**TASK OBJECTIVE**
In the passage on Princeton's energy program, rewrite the part from "The program is" to "for all residents.", swapping "municipality" for "township".

── DOCUMENT PASSAGE ──

The program is projected to help enhance air quality in the region. There is no cost to the municipality to offer and maintain it. The program allows for all Princeton homes to receive a cost savings of 1 to 2 percent on their utility bills. and renewable energy content will be increased to 50 percent for all residents.

“This renewable volume is more than double the standard 24% provided by PSE&G,” reads Sustainable Princeton’s website. “The program also offers residents the option to increase to 100% renewable electricity for a slight premium, translating to roughly $4 per month. For residents that want the cost savings and 50% renewable plan, no action is required, as program participation is automatic for Princeton households. Only those that want to opt-up to 100% or opt-out of the program need to take action.”

“We’re really encouraging people to step up to the 100 percent if they are able to,” said Molly Jones, executive director of Sustainable Princeton. “The more residents who do, the more of an impact we can have on our greenhouse gas footprint.”

───
── DATA ──

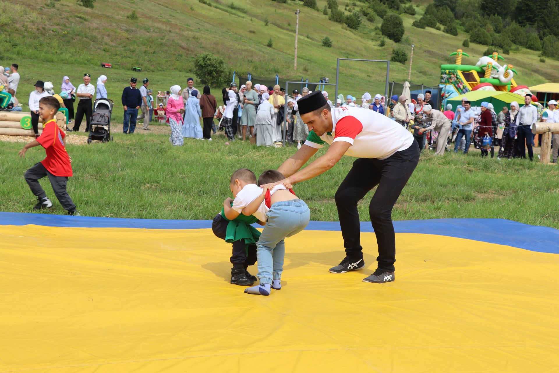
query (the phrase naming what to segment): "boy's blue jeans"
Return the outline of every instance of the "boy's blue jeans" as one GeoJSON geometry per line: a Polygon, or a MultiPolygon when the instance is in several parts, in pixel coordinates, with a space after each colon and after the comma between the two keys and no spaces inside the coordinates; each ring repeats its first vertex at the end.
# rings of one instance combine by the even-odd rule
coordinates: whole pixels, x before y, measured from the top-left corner
{"type": "Polygon", "coordinates": [[[285,256],[283,239],[305,229],[311,218],[307,204],[300,199],[276,202],[268,212],[268,220],[256,244],[258,277],[260,283],[281,278],[285,256]]]}

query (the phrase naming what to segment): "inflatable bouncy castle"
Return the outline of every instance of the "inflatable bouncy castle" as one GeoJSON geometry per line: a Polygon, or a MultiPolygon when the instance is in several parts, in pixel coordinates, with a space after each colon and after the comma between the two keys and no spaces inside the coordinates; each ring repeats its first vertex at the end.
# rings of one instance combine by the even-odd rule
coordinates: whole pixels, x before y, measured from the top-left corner
{"type": "MultiPolygon", "coordinates": [[[[497,52],[481,57],[475,65],[462,64],[462,58],[470,56],[462,49],[458,49],[450,55],[456,56],[454,64],[440,65],[439,86],[443,101],[476,91],[510,92],[522,97],[531,93],[527,86],[517,84],[514,76],[518,73],[512,65],[501,65],[505,59],[497,52]]],[[[519,101],[522,100],[519,98],[519,101]]],[[[537,102],[536,96],[532,101],[537,102]]]]}

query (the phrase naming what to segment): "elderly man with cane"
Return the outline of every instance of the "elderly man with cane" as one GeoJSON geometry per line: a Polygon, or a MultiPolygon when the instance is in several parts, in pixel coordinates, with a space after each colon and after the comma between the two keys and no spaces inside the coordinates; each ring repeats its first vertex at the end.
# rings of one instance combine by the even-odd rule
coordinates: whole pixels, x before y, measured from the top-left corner
{"type": "Polygon", "coordinates": [[[363,281],[394,281],[396,239],[392,210],[419,160],[417,143],[405,128],[394,125],[376,111],[330,108],[319,91],[300,98],[297,105],[301,119],[309,127],[309,137],[278,169],[286,178],[273,185],[291,188],[293,184],[326,172],[344,154],[357,158],[334,196],[345,257],[329,271],[344,273],[364,268],[357,203],[376,186],[369,214],[378,247],[378,267],[363,281]],[[328,151],[300,170],[325,143],[330,145],[328,151]]]}
{"type": "Polygon", "coordinates": [[[430,130],[434,129],[437,131],[439,135],[437,138],[437,150],[435,152],[435,155],[442,155],[444,154],[444,150],[447,148],[447,140],[451,128],[452,127],[452,124],[442,111],[432,108],[431,105],[427,103],[423,105],[423,112],[427,116],[420,118],[418,120],[430,122],[431,124],[425,128],[419,129],[418,132],[421,135],[424,132],[430,130]]]}

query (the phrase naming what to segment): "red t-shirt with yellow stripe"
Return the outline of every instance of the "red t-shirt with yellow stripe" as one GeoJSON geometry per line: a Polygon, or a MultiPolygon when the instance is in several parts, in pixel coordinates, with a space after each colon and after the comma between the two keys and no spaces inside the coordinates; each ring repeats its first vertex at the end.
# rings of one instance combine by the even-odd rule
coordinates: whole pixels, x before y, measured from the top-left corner
{"type": "Polygon", "coordinates": [[[64,147],[65,134],[58,128],[54,119],[42,125],[42,133],[37,139],[46,152],[46,158],[41,161],[45,168],[56,176],[72,176],[70,156],[64,147]]]}

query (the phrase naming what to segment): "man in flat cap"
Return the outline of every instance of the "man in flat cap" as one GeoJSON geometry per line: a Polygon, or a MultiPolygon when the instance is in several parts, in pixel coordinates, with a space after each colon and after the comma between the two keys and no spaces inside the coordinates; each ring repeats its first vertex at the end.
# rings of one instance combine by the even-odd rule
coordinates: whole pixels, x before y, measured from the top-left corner
{"type": "Polygon", "coordinates": [[[144,78],[142,83],[144,84],[139,89],[140,95],[141,96],[141,106],[140,107],[140,108],[141,109],[141,115],[136,118],[136,121],[139,121],[140,119],[143,119],[144,127],[142,129],[151,131],[151,130],[148,128],[148,126],[149,125],[149,108],[148,104],[148,87],[149,86],[149,79],[144,78]]]}
{"type": "Polygon", "coordinates": [[[420,128],[418,133],[420,135],[423,135],[423,133],[430,130],[434,129],[437,131],[439,135],[437,138],[437,150],[435,152],[435,155],[442,155],[447,148],[447,139],[448,138],[448,134],[451,132],[452,124],[442,111],[434,109],[431,107],[431,105],[427,103],[423,105],[423,114],[426,116],[421,118],[420,120],[426,123],[430,122],[429,126],[425,128],[420,128]]]}
{"type": "MultiPolygon", "coordinates": [[[[182,102],[186,105],[186,102],[188,101],[188,98],[190,97],[190,93],[193,91],[197,91],[198,92],[201,92],[200,89],[194,88],[194,79],[192,78],[188,78],[186,81],[186,84],[187,87],[182,90],[182,102]]],[[[198,93],[198,96],[200,96],[200,93],[198,93]]],[[[198,97],[200,98],[200,97],[198,97]]]]}
{"type": "Polygon", "coordinates": [[[133,134],[136,129],[136,120],[138,116],[138,109],[141,106],[141,95],[140,90],[136,88],[138,79],[130,79],[130,87],[126,87],[122,91],[122,106],[124,107],[124,119],[122,121],[122,130],[125,134],[133,134]]]}
{"type": "Polygon", "coordinates": [[[392,209],[419,160],[417,142],[404,127],[376,111],[360,107],[330,108],[320,91],[299,99],[297,106],[309,127],[309,137],[278,168],[286,178],[275,183],[290,188],[325,172],[344,154],[356,158],[334,196],[345,257],[330,272],[344,273],[364,268],[357,203],[378,186],[369,206],[378,245],[378,267],[363,281],[394,281],[396,244],[392,209]],[[299,170],[325,143],[330,145],[326,153],[299,170]]]}
{"type": "MultiPolygon", "coordinates": [[[[78,110],[75,112],[75,121],[74,122],[74,131],[79,131],[79,126],[86,116],[86,132],[89,131],[89,124],[91,122],[91,114],[93,112],[93,103],[92,98],[95,95],[95,86],[89,82],[91,82],[91,75],[84,74],[83,83],[78,86],[75,95],[79,102],[78,102],[78,110]]],[[[69,129],[67,129],[67,131],[69,129]]]]}

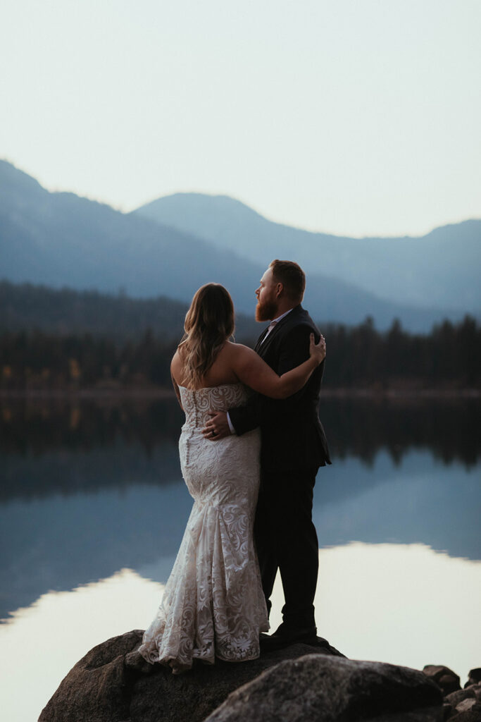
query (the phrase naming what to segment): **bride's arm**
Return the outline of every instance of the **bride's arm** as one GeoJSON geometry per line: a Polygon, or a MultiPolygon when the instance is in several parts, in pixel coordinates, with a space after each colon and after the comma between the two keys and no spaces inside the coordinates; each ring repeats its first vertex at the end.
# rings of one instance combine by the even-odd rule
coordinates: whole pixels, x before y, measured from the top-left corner
{"type": "Polygon", "coordinates": [[[300,391],[326,355],[324,336],[321,336],[319,344],[316,344],[314,334],[311,334],[310,355],[307,360],[278,376],[252,349],[241,344],[232,346],[232,368],[239,380],[271,399],[286,399],[300,391]]]}

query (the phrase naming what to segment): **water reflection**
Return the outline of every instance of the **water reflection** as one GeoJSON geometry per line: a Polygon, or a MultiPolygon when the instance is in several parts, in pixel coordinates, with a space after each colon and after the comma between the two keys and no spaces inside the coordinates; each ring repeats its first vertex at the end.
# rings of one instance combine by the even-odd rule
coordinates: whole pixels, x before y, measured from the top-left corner
{"type": "MultiPolygon", "coordinates": [[[[319,568],[319,632],[351,658],[417,669],[447,664],[462,683],[479,664],[473,620],[481,562],[451,559],[420,544],[358,543],[322,549],[319,568]]],[[[283,604],[278,582],[273,627],[281,620],[283,604]]],[[[9,679],[2,697],[5,718],[36,719],[89,649],[115,635],[145,628],[162,591],[162,585],[123,569],[71,592],[44,594],[16,612],[0,627],[0,675],[9,679]],[[28,695],[23,693],[26,677],[28,695]]]]}
{"type": "MultiPolygon", "coordinates": [[[[0,618],[125,567],[165,581],[192,504],[175,399],[1,411],[0,618]]],[[[326,401],[321,546],[422,543],[480,558],[479,415],[472,403],[326,401]]]]}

───

**TASK SOLUTION**
The program is projected to help enhance air quality in the region. There is no cost to the township to offer and maintain it. The program allows for all Princeton homes to receive a cost savings of 1 to 2 percent on their utility bills. and renewable energy content will be increased to 50 percent for all residents.